* WHAT YOU NEED TO DO *
Quote verbatim the lines beginning with the one that contains "spot the guard in red tunic" and continuing through the final line below, leaving out the pictures.

* SOURCE RECORDS *

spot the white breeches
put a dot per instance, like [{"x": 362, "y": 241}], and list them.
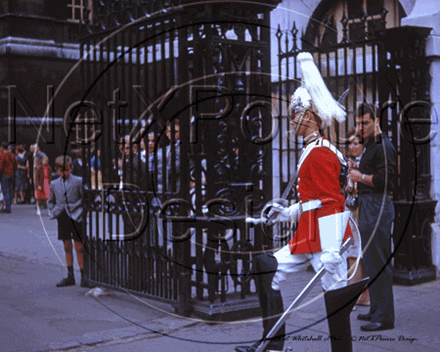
[{"x": 291, "y": 263}]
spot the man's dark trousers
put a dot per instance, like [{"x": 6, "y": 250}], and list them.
[
  {"x": 373, "y": 219},
  {"x": 8, "y": 190}
]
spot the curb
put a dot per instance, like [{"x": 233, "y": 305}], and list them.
[{"x": 156, "y": 328}]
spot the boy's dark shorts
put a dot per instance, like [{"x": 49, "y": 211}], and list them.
[{"x": 69, "y": 229}]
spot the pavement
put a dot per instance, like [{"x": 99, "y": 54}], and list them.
[{"x": 37, "y": 316}]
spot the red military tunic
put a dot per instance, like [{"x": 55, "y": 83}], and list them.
[{"x": 318, "y": 178}]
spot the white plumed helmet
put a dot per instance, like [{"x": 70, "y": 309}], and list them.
[{"x": 313, "y": 94}]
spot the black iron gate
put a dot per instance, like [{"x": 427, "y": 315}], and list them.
[
  {"x": 380, "y": 68},
  {"x": 175, "y": 125}
]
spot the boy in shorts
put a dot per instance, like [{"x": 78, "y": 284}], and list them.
[{"x": 65, "y": 201}]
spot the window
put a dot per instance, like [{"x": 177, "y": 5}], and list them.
[{"x": 77, "y": 10}]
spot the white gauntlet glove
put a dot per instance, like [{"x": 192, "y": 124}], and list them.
[
  {"x": 330, "y": 259},
  {"x": 278, "y": 213}
]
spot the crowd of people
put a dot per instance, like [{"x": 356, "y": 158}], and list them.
[
  {"x": 18, "y": 170},
  {"x": 372, "y": 167}
]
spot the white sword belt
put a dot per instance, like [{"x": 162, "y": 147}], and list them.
[{"x": 310, "y": 205}]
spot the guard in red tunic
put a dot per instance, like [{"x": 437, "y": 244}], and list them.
[{"x": 321, "y": 228}]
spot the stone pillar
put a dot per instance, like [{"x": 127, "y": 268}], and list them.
[{"x": 426, "y": 13}]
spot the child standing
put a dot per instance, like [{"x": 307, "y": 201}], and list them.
[
  {"x": 66, "y": 204},
  {"x": 43, "y": 176}
]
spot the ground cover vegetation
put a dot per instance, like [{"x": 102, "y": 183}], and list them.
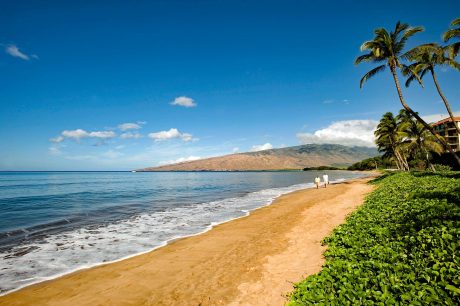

* WRITTEN RESPONSE *
spot the guard in red tunic
put a dot per instance, like [{"x": 437, "y": 244}], and list them.
[{"x": 321, "y": 228}]
spot the stone pillar
put a dot per instance, like [{"x": 127, "y": 268}], and list them.
[{"x": 426, "y": 13}]
spot the child standing
put a dot per instance, like [{"x": 307, "y": 201}], and list them.
[
  {"x": 66, "y": 204},
  {"x": 43, "y": 176}
]
spot the ground cover vegetation
put a dot per instance, like [{"x": 102, "y": 183}], and list them.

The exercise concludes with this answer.